Give the lines below as a Markdown table with a No. column for the row number and an Entry column for the line, skipping any blank lines. Leave the pictures out.
↓
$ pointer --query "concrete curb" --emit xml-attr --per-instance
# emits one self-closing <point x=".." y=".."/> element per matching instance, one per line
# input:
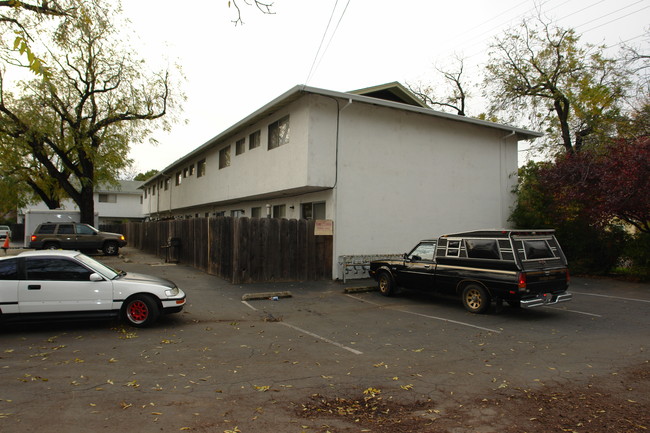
<point x="360" y="289"/>
<point x="265" y="295"/>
↑
» **Completed exercise**:
| No. | Entry |
|---|---|
| 1 | $ pointer --query "concrete curb" --emit xml-attr --per-instance |
| 2 | # emits one self-closing <point x=".." y=".."/> element per matching instance, one per line |
| 3 | # input: |
| 4 | <point x="360" y="289"/> |
| 5 | <point x="265" y="295"/> |